◆ Task: State how many lines in the following entries hold the word "blue". The reply is that number only.

----

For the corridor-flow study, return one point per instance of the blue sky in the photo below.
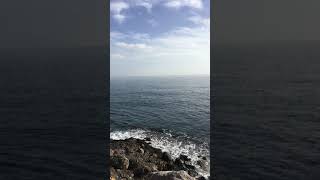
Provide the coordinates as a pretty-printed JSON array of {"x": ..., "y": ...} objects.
[{"x": 159, "y": 37}]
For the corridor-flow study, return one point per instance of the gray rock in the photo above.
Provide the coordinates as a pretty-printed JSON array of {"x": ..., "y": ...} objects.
[
  {"x": 184, "y": 158},
  {"x": 169, "y": 175},
  {"x": 202, "y": 164},
  {"x": 201, "y": 178},
  {"x": 119, "y": 162},
  {"x": 166, "y": 156},
  {"x": 192, "y": 173},
  {"x": 140, "y": 150}
]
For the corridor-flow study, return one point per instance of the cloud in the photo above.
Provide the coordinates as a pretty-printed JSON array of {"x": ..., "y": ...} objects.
[
  {"x": 196, "y": 19},
  {"x": 117, "y": 56},
  {"x": 153, "y": 22},
  {"x": 182, "y": 43},
  {"x": 177, "y": 4},
  {"x": 132, "y": 45},
  {"x": 116, "y": 9},
  {"x": 148, "y": 4}
]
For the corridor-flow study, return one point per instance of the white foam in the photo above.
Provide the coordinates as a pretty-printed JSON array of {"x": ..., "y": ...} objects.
[{"x": 175, "y": 146}]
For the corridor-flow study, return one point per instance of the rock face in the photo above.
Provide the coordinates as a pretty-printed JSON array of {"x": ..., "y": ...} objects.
[
  {"x": 136, "y": 159},
  {"x": 169, "y": 175}
]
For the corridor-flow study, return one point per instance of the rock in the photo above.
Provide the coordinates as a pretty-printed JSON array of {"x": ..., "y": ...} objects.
[
  {"x": 119, "y": 162},
  {"x": 201, "y": 178},
  {"x": 169, "y": 175},
  {"x": 166, "y": 156},
  {"x": 140, "y": 150},
  {"x": 202, "y": 164},
  {"x": 192, "y": 173},
  {"x": 142, "y": 171},
  {"x": 184, "y": 158}
]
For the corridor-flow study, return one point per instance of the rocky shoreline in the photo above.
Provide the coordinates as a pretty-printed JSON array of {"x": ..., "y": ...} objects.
[{"x": 137, "y": 159}]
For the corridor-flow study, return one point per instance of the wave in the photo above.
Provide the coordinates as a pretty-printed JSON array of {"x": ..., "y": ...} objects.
[{"x": 169, "y": 142}]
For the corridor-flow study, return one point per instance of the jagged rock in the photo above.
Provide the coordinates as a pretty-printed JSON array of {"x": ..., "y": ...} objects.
[
  {"x": 128, "y": 161},
  {"x": 140, "y": 150},
  {"x": 119, "y": 162},
  {"x": 202, "y": 164},
  {"x": 201, "y": 178},
  {"x": 184, "y": 158},
  {"x": 166, "y": 156},
  {"x": 192, "y": 172},
  {"x": 169, "y": 175}
]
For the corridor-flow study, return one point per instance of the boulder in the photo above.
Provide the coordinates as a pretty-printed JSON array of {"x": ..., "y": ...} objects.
[
  {"x": 119, "y": 162},
  {"x": 184, "y": 158},
  {"x": 166, "y": 156},
  {"x": 169, "y": 175}
]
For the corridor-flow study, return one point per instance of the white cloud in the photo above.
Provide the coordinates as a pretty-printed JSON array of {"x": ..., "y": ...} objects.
[
  {"x": 132, "y": 45},
  {"x": 117, "y": 56},
  {"x": 182, "y": 50},
  {"x": 177, "y": 4},
  {"x": 116, "y": 8},
  {"x": 153, "y": 22},
  {"x": 148, "y": 4},
  {"x": 196, "y": 19}
]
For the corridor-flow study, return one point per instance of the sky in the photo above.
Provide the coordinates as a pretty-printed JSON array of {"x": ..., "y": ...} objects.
[
  {"x": 266, "y": 20},
  {"x": 52, "y": 23},
  {"x": 159, "y": 37}
]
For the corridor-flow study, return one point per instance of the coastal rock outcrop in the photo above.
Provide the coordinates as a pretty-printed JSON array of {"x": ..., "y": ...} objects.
[{"x": 137, "y": 159}]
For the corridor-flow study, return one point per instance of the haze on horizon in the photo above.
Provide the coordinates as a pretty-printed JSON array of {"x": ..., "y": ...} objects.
[{"x": 159, "y": 38}]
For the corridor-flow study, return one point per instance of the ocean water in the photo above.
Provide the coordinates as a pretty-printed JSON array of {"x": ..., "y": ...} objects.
[
  {"x": 173, "y": 111},
  {"x": 267, "y": 116},
  {"x": 52, "y": 114}
]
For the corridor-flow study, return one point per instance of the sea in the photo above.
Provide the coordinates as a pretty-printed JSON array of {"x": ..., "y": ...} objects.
[
  {"x": 53, "y": 114},
  {"x": 267, "y": 111},
  {"x": 174, "y": 111}
]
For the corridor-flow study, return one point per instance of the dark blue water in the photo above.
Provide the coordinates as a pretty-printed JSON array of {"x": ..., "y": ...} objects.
[
  {"x": 267, "y": 115},
  {"x": 171, "y": 110},
  {"x": 52, "y": 113}
]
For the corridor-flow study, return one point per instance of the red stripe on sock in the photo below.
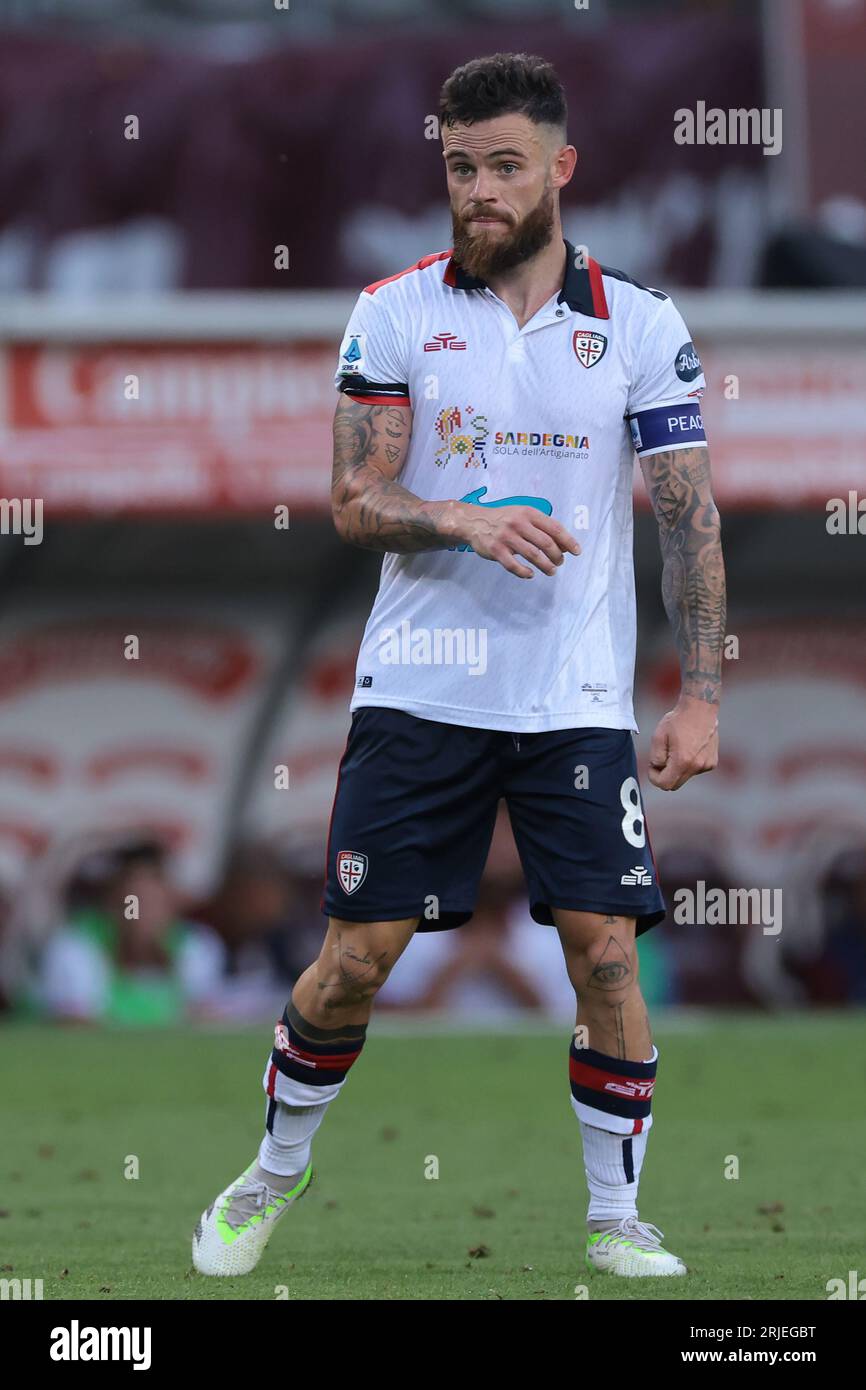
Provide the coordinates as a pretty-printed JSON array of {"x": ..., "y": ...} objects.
[{"x": 595, "y": 1079}]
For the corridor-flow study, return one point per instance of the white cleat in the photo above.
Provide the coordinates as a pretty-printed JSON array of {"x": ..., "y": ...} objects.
[
  {"x": 234, "y": 1230},
  {"x": 631, "y": 1248}
]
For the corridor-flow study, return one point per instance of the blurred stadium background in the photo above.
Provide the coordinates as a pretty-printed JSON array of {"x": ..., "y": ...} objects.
[{"x": 154, "y": 260}]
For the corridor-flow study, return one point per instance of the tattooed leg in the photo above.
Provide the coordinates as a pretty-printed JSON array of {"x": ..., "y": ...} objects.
[
  {"x": 602, "y": 962},
  {"x": 353, "y": 963}
]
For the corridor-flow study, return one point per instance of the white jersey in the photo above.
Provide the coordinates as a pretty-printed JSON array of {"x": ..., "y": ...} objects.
[{"x": 548, "y": 416}]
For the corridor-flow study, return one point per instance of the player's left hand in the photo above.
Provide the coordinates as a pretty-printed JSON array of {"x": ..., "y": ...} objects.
[{"x": 684, "y": 744}]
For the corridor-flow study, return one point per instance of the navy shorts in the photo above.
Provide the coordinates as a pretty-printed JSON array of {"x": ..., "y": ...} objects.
[{"x": 414, "y": 811}]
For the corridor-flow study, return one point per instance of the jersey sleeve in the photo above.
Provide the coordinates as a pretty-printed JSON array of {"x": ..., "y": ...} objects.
[
  {"x": 373, "y": 363},
  {"x": 663, "y": 407}
]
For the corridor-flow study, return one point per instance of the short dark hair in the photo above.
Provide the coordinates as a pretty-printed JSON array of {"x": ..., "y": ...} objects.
[{"x": 501, "y": 84}]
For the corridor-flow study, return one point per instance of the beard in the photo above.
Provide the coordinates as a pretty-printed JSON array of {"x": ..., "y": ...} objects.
[{"x": 484, "y": 253}]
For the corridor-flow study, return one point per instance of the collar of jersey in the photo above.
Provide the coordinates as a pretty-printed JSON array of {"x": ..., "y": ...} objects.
[{"x": 583, "y": 289}]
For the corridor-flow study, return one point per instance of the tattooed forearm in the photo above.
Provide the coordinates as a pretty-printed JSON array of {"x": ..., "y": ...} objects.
[
  {"x": 692, "y": 576},
  {"x": 370, "y": 508}
]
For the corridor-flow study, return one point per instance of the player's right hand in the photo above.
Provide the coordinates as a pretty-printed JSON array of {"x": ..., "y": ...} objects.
[{"x": 509, "y": 535}]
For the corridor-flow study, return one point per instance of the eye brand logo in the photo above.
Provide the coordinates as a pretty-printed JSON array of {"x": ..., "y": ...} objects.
[
  {"x": 445, "y": 342},
  {"x": 463, "y": 437},
  {"x": 588, "y": 346},
  {"x": 687, "y": 363}
]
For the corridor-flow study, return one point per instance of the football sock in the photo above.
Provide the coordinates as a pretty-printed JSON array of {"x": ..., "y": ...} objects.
[
  {"x": 612, "y": 1100},
  {"x": 303, "y": 1075}
]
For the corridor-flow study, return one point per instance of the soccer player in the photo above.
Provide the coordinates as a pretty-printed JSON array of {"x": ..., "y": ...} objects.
[{"x": 491, "y": 402}]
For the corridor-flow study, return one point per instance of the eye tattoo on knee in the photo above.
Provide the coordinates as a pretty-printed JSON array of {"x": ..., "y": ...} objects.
[{"x": 613, "y": 968}]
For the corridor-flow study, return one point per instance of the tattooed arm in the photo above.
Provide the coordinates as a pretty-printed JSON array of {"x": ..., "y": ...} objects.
[
  {"x": 692, "y": 587},
  {"x": 371, "y": 509}
]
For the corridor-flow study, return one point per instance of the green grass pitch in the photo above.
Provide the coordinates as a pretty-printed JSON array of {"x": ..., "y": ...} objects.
[{"x": 503, "y": 1219}]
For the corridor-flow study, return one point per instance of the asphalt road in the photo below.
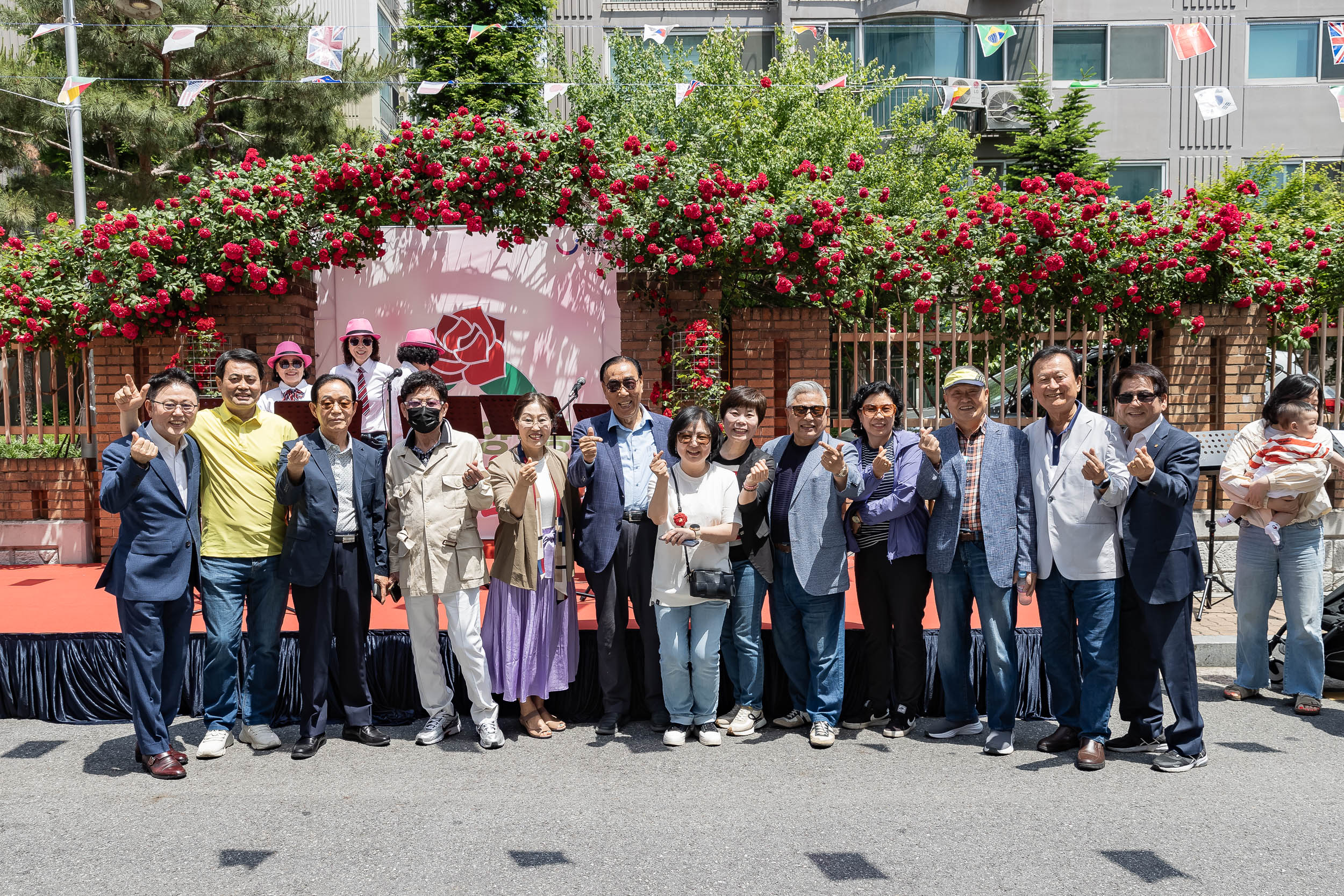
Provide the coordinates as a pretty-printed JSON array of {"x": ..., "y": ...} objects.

----

◆ Exercise output: 2